--- START OF RECORDS ---

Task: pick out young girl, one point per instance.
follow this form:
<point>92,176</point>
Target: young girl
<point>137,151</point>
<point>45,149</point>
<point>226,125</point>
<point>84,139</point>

--- END OF RECORDS ---

TO BE DONE: Please rewrite every line of the records above as a Markdown table with the columns "Row" and "Line", numbering each row and leaving out blank lines.

REPLY:
| Row | Line |
|---|---|
| 1 | Task: pick out young girl, one point per instance. |
| 2 | follow this form: |
| 3 | <point>92,176</point> |
| 4 | Target: young girl |
| 5 | <point>137,151</point> |
| 6 | <point>45,149</point> |
| 7 | <point>226,125</point> |
| 8 | <point>84,139</point> |